═══ Input data ═══

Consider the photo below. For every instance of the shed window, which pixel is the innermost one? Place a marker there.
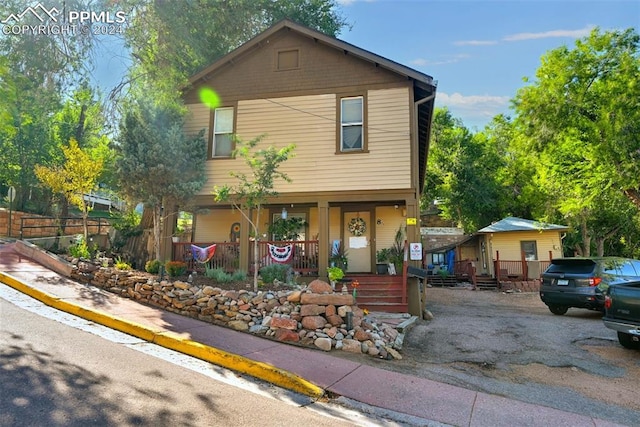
(288, 59)
(351, 123)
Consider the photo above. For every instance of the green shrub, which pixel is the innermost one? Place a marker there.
(274, 271)
(175, 268)
(153, 266)
(120, 264)
(217, 274)
(239, 276)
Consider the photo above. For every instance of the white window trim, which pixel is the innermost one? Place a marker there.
(225, 132)
(343, 124)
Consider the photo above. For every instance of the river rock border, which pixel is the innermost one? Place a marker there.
(311, 316)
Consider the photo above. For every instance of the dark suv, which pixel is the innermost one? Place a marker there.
(582, 282)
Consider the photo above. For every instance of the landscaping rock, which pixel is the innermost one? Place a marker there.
(313, 316)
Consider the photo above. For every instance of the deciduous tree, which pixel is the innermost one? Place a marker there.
(582, 115)
(157, 161)
(254, 189)
(75, 178)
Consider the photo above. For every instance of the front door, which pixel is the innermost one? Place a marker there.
(357, 232)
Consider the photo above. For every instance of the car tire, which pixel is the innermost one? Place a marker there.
(558, 310)
(626, 340)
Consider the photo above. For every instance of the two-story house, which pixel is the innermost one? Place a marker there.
(360, 123)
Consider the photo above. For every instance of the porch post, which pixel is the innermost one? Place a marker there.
(323, 238)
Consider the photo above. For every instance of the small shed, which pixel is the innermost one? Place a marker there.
(520, 247)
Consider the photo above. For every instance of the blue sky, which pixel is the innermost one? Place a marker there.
(478, 51)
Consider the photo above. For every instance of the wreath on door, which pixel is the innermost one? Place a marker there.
(357, 226)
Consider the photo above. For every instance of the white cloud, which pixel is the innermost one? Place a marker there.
(576, 34)
(475, 42)
(473, 110)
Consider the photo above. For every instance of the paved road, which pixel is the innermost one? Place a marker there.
(511, 345)
(70, 372)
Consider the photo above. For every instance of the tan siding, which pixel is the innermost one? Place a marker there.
(215, 226)
(197, 119)
(508, 244)
(309, 122)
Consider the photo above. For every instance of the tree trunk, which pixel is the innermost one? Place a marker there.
(136, 247)
(600, 246)
(586, 238)
(157, 229)
(255, 251)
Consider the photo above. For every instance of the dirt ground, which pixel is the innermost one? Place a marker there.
(509, 343)
(612, 390)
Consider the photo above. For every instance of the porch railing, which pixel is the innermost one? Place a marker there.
(227, 256)
(510, 270)
(304, 259)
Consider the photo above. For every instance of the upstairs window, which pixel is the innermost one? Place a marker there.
(288, 59)
(352, 124)
(222, 132)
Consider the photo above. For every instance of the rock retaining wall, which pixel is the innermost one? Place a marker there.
(313, 316)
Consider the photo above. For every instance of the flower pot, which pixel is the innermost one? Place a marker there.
(382, 268)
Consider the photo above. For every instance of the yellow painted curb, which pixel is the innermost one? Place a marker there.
(175, 342)
(238, 363)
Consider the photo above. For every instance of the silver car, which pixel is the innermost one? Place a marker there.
(582, 282)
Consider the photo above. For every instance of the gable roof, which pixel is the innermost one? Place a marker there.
(519, 224)
(424, 87)
(346, 48)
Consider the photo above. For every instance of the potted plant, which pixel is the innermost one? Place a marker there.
(335, 274)
(383, 258)
(339, 259)
(396, 252)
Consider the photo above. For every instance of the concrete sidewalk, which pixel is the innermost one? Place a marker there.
(314, 373)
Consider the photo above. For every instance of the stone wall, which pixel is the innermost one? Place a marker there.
(312, 316)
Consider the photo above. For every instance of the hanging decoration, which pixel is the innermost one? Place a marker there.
(280, 254)
(234, 234)
(203, 255)
(357, 226)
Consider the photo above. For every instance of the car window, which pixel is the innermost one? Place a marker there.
(636, 266)
(627, 269)
(571, 268)
(611, 267)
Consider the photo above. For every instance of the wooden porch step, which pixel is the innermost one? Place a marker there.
(437, 280)
(379, 292)
(486, 282)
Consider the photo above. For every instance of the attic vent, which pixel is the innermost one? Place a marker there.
(288, 59)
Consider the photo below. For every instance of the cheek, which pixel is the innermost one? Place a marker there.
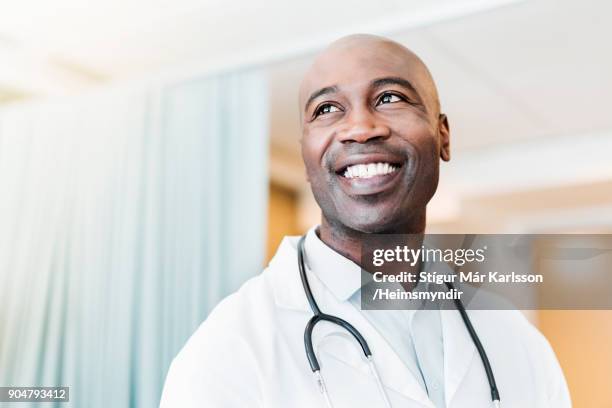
(314, 146)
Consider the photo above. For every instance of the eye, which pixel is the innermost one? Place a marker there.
(389, 98)
(325, 109)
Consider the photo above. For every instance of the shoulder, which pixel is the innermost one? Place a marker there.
(509, 331)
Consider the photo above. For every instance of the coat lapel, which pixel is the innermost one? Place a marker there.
(333, 341)
(459, 351)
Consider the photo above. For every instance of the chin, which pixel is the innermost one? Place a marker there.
(372, 222)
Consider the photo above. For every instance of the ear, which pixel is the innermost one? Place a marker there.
(444, 132)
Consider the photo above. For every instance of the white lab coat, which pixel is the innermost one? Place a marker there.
(250, 353)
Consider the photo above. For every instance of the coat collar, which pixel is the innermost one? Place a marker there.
(332, 293)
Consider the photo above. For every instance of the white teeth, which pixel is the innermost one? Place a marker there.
(369, 170)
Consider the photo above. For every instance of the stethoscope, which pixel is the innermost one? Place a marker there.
(319, 316)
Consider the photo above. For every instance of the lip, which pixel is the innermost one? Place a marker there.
(372, 185)
(368, 158)
(358, 186)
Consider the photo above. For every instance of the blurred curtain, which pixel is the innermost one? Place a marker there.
(125, 216)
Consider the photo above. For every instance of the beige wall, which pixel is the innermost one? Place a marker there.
(582, 340)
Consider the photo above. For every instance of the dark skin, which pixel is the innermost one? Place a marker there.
(368, 100)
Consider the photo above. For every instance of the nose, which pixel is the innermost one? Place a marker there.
(362, 126)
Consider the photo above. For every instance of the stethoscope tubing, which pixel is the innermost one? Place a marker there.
(319, 316)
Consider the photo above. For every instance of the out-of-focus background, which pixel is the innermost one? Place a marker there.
(150, 163)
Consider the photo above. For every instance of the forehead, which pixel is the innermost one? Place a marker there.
(357, 64)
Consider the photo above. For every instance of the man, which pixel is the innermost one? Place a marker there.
(373, 135)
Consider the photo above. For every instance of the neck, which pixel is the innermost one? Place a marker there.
(348, 242)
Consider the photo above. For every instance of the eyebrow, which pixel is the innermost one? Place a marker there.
(376, 83)
(379, 82)
(323, 91)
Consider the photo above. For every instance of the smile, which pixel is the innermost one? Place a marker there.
(369, 170)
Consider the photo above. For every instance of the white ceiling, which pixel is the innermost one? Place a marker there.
(513, 75)
(534, 69)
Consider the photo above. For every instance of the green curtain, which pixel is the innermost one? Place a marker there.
(125, 216)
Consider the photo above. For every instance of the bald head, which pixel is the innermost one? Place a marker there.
(372, 138)
(335, 64)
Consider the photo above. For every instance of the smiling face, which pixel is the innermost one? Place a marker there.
(372, 136)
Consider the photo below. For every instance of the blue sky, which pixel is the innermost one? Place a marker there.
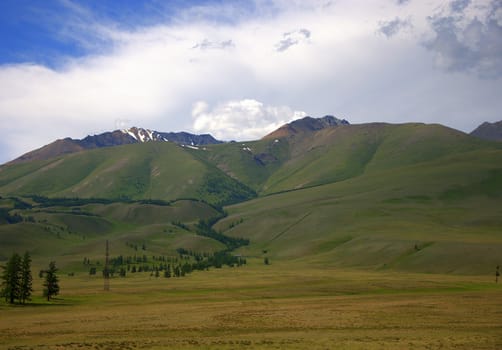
(239, 69)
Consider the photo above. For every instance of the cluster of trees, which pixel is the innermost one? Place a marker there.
(17, 280)
(204, 228)
(6, 217)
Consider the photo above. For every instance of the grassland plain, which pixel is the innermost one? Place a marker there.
(279, 306)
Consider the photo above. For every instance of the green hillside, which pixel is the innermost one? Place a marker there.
(141, 171)
(442, 215)
(410, 197)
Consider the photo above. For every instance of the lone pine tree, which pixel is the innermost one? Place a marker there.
(51, 281)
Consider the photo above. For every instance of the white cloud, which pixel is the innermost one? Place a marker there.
(333, 62)
(246, 119)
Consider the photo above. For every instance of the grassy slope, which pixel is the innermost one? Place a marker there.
(67, 235)
(429, 206)
(413, 196)
(141, 171)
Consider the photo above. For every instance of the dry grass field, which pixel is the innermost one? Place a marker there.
(281, 306)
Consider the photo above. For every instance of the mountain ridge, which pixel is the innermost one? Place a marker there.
(489, 131)
(112, 139)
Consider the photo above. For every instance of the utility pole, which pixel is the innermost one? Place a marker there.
(106, 272)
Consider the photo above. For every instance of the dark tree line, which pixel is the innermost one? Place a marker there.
(17, 280)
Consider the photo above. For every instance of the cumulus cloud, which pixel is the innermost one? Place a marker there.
(207, 44)
(152, 76)
(468, 41)
(292, 38)
(391, 28)
(246, 119)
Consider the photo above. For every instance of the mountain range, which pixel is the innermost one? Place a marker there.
(489, 131)
(114, 138)
(412, 196)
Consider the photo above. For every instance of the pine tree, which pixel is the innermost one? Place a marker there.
(51, 281)
(11, 279)
(26, 278)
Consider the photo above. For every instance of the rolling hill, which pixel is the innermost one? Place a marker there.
(411, 197)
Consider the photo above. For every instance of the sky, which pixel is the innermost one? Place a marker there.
(240, 69)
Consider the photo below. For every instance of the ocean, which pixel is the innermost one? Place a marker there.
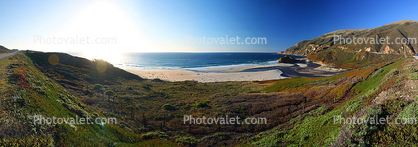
(189, 61)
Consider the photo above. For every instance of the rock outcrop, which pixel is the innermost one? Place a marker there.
(403, 39)
(287, 59)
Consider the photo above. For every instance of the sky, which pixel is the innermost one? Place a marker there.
(109, 26)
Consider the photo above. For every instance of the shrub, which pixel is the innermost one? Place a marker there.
(201, 105)
(97, 86)
(39, 90)
(152, 135)
(413, 77)
(168, 107)
(189, 141)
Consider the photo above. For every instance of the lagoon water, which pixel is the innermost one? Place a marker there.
(191, 61)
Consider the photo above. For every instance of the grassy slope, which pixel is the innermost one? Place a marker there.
(47, 98)
(346, 94)
(317, 128)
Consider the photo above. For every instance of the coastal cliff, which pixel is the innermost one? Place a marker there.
(405, 30)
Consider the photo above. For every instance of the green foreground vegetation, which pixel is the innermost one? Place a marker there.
(299, 111)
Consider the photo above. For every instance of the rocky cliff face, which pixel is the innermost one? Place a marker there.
(405, 30)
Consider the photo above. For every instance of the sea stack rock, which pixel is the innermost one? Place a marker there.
(287, 59)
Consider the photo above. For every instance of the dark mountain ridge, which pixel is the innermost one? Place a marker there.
(405, 30)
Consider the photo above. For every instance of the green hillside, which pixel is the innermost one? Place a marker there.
(299, 111)
(404, 29)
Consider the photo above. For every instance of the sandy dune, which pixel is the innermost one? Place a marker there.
(252, 73)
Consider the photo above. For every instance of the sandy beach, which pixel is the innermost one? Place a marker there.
(250, 73)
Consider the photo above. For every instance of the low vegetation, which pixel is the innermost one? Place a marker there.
(299, 111)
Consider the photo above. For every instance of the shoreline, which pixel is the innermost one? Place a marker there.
(249, 73)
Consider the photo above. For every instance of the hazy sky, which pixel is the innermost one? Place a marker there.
(161, 25)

═══

**Assignment:**
Output only a verbatim copy of the lines spanning from the line that contains "sandy dune, which" to the end of the records above.

**Answer below:**
Consider the photo above. For every instance of the sandy dune, which pixel is the innermost one? Place a marker there.
(252, 73)
Consider the photo above. For every instance of the sandy beach, which pixel is the innermost one? Place a marker there.
(250, 73)
Consider the photo above. For every instance of the low vegetation, which pixel is the innermost one? Place a marker there.
(299, 111)
Consider the photo above. For every instance of the shoreline, which pixel is the innermost one? Place a marker there.
(249, 73)
Consider the photo above. For every instance of the hazy sky, which pixel is the innermost one? Place a marker there.
(161, 25)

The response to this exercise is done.